Dokumen Sumber.
Judul tulisan ini saya tujukan kepada setiap pemuda yang merasa tercerabut dari akar sejarah tempat kelahirannya, Trenggalek. Termasuk saya sendiri. Dan saya akan bercerita, atau lebih tepatnya mengakui, bahwa saya adalah salah satu pemuda Trenggalek yang tercerabut dari akar sejarahnya.
Sebelum ngomongin jauh-jauh soal pengakuan tercerabut dari akar sejarah, saya akan mengakui hal-hal kecil tentang saya dan lingkungan sekitar saya. Singkatnya gini, saya ini bisa dibilang agak introvert dan anti sosial.
Menurut saya, orang yang “tercerabut dari akarnya” itu bisa dibuktikan dari seberapa banyak yang tidak diketahui orang itu tentang lingkungan sekitarnya. Dalam kasus saya sendiri, saya tidak hafal nama-nama tetangga saya. Bahkan nama teman-teman di sekitar rumah. Ya, cukup parahlah.
Ketidakhafalan nama-nama tetangga dan teman itu diperparah saat saya pulang ke Trenggalek dari perantauan selama enam tahun. Awalnya, saya merantau karena ingin menimba ilmu sebanyak-banyaknya. Eh, ternyata perantauan itu gagal. Kalau mau tahu secuil curhatannya, bisa baca tulisan saya yang judulnya “Pulang sebagai Mahasiswa Gagal”.

Tujuan. Menurut dokumen sumber, berapa lama penulis merantau sebelum pulang ke Trenggalek? Data yang disertakan tidak diperlukan.

Cuplikan Data.
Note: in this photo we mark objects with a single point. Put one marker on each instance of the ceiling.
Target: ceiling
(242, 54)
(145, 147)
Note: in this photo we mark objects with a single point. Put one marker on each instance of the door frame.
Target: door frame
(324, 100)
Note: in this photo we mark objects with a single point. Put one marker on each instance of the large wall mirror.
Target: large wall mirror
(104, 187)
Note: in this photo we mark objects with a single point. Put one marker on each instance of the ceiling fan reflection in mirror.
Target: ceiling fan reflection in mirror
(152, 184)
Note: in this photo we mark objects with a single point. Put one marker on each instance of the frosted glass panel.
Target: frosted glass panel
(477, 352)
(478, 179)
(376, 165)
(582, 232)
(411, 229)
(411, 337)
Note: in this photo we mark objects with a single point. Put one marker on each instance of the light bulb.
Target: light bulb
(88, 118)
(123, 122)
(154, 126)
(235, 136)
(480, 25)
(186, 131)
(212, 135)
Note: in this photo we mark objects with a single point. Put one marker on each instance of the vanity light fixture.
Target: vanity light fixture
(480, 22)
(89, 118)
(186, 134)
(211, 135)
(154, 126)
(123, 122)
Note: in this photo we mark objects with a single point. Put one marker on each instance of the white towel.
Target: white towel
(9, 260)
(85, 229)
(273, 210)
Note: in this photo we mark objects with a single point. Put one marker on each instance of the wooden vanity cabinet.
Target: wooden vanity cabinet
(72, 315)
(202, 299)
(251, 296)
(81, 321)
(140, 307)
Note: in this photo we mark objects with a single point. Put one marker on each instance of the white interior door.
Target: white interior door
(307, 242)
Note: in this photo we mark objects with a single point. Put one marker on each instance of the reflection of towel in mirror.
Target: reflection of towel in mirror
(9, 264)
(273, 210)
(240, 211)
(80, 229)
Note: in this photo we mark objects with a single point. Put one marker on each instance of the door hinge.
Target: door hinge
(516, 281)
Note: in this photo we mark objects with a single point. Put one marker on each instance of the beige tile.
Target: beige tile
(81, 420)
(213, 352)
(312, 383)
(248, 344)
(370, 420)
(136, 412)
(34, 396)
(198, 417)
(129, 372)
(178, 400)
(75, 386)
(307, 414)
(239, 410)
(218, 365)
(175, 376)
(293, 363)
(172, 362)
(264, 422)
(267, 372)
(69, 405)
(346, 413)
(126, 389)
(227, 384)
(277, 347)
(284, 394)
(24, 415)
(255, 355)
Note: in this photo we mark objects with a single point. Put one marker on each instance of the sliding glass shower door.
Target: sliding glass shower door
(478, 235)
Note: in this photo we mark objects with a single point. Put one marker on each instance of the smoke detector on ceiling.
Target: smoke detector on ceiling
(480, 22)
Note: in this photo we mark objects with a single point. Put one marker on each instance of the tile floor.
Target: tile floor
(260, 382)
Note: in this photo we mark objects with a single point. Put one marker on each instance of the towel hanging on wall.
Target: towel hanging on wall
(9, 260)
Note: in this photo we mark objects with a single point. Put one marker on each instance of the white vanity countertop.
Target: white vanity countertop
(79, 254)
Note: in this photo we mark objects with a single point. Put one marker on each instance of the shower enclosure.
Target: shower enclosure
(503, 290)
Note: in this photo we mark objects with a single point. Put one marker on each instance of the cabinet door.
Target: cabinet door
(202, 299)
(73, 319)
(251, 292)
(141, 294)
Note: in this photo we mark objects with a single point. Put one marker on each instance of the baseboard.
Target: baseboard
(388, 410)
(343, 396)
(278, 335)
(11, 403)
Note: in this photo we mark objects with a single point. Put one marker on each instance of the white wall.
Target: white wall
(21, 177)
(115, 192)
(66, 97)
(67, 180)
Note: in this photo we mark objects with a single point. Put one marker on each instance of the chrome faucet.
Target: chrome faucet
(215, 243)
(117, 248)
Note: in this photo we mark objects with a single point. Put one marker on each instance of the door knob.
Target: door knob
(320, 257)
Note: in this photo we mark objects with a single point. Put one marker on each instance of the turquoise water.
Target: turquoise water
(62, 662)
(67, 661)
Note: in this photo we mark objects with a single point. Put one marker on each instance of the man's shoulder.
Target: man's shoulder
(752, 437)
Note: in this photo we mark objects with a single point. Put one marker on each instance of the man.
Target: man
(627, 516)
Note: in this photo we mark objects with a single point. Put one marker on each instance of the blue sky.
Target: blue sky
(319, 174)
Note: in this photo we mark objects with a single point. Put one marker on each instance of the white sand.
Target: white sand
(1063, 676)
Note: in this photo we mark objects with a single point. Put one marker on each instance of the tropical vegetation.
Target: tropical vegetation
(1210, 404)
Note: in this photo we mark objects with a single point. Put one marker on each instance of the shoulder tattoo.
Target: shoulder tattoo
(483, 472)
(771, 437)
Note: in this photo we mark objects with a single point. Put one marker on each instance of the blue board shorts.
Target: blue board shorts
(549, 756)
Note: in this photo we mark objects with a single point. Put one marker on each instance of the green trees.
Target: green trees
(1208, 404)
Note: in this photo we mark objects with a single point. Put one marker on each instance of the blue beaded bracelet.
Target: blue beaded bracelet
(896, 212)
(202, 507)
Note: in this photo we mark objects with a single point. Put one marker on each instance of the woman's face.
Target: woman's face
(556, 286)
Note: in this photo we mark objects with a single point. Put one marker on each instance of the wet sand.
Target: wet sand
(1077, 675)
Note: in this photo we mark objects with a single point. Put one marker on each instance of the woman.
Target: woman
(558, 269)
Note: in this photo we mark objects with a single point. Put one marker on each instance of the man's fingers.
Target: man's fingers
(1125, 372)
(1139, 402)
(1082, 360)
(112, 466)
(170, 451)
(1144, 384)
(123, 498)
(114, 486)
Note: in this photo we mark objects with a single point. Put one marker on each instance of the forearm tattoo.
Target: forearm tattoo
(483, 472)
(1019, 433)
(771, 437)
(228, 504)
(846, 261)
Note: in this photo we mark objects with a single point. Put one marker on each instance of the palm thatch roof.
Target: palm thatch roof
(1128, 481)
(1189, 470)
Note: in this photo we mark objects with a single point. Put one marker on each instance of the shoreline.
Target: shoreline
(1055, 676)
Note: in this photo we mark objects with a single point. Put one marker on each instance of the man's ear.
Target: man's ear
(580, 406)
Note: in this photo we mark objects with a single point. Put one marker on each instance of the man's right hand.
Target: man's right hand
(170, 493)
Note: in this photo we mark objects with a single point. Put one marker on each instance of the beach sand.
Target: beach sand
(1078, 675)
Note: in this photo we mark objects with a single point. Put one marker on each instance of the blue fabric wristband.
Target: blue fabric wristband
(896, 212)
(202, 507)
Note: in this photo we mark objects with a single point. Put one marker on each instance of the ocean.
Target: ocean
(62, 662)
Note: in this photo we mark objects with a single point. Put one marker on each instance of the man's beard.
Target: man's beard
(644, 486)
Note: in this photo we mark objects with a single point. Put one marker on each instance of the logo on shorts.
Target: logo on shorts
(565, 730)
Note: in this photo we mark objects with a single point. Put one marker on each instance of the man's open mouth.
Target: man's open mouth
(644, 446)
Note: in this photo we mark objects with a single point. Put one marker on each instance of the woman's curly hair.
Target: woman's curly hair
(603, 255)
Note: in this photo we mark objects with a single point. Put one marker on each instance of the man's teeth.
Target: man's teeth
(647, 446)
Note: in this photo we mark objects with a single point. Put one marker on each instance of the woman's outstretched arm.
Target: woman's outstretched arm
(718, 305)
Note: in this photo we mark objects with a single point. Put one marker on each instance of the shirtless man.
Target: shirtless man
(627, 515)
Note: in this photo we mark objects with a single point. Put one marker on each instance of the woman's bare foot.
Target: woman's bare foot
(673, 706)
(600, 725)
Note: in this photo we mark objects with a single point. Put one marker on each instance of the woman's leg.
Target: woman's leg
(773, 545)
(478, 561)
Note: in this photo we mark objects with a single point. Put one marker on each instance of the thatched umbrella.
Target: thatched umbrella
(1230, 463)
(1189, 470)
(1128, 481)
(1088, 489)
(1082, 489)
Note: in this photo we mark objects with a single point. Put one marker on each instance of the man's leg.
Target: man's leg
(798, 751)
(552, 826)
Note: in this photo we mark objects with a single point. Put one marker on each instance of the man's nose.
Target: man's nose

Latihan Selesai. Enam tahun.